### TEXT UNDER STUDY
%%

Take law enforcement agencies as an example. The qualities that make for a particularly effective street officer or sergeant may allow a given individual to rise through the ranks to a certain level. But the qualities that make for an effective police chief or commander may be somewhat different from the mix for the street-level officer. Perhaps these factors include broad vision of the department?s mission, an exceptional ability to communicate with the public and other public officials, and a special ability to inspire commitment from the men and women in service in the organization. An officer who is a great investigator or a great community policing officer may lack these other broader characteristics. And this means that the selection process for a chief may be one that cultivates the very small percentage of individuals who have the plus factor, even though these individuals' performance at the street or sergeant level is no better than that of their peers.

(Or if you watch The Wire and its depiction of the police command structure of Baltimore, you may think that the traits for which leaders are selected are less high-minded: an ability to curry favor from other powerful people, a willingness to act deceitfully, a willingness to bully subordinates, and an ability to look good in a press conference. Who could be a fan of Deputy Commissioner Bill Rawls in The Wire?)

%%

### REQUIREMENT A
Rewrite the police leadership passage from "(Or if you watch" to "in The Wire?)", putting "Chicago" in place of "Baltimore".
### REQUIREMENT B
Extend the passage on selecting police leaders with the next few sentences after its final one.

### Image point grounding rows
%%

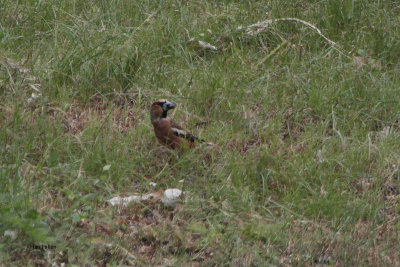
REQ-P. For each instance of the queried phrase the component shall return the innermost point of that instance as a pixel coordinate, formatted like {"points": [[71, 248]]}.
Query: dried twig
{"points": [[262, 26]]}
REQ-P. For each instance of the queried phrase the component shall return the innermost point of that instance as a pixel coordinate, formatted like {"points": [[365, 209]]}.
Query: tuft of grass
{"points": [[305, 170]]}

%%

### EXERCISE RESULT A
(Or if you watch The Wire and its depiction of the police command structure of Chicago, you may think that the traits for which leaders are selected are less high-minded: an ability to curry favor from other powerful people, a willingness to act deceitfully, a willingness to bully subordinates, and an ability to look good in a press conference. Who could be a fan of Deputy Commissioner Bill Rawls in The Wire?)

### EXERCISE RESULT B
The training associated with profession or industry is another important source of distinctiveness in leaders in a sector. Human resources professionals undergo professional development and training throughout their careers, from first hire to their most senior appointments. And these training processes build a set of mental frameworks and practices that become ingrained in most or all of the professionals in this field -- including those who go on to positions of senior leadership. The same is true of law enforcement, banking, and medicine. The foundational training for professionals in these fields -- police academy, MBA, medical school -- itself promotes particular ways of thinking about the world and one's responsibilities that are quite distinct across professions. Doctors think differently from police officers. And these differences are deepened by the training experiences each of these professionals have within their own organizations. We may speculate that doctors and architects deepen their professional habitus through their working lives in hospitals and architectural firms, and that these experiences make a significant difference when they become CEOs of organizations in their sectors.

Peer emulation seems to be a third important factor influencing the personality and style of leadership and management of the leaders in a sector or industry. Deans and provosts see a few university presidents in action, and they model their own behavior and aspirations accordingly (to some extent). Bankers, from junior to senior, observe the actions and motivations of their peers, and their own behavior adapts to what they observe. At a recent conference in Stockholm Ernst Fehr presented interesting research using the techniques of experimental economics to probe the mores and character traits of professionals in the banking industry. The research suggests a powerful effect from the environment of a financial institution to the character and behavior of its professionals in a fairly brief period of time. It will be interesting to discuss this research here when it is published.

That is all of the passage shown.